Saved entries

========

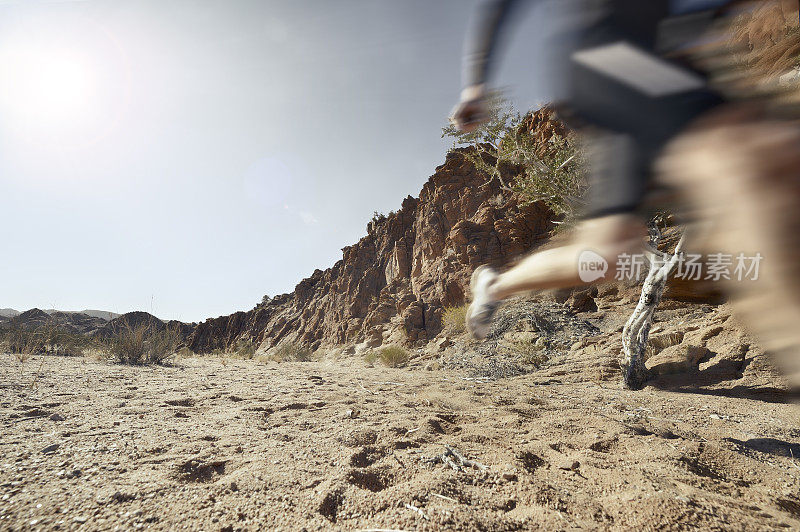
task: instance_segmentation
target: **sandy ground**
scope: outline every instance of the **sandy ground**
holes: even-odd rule
[[[787,404],[355,360],[0,375],[2,530],[800,529]]]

========

* Activity: Each record above should come back exactly the same, only without its pictures.

* Solved exercise:
task: instance_segmentation
target: **sandy ground**
scope: outline every instance of the **sandy ground**
holes: even-odd rule
[[[787,404],[355,360],[0,375],[2,530],[800,529]]]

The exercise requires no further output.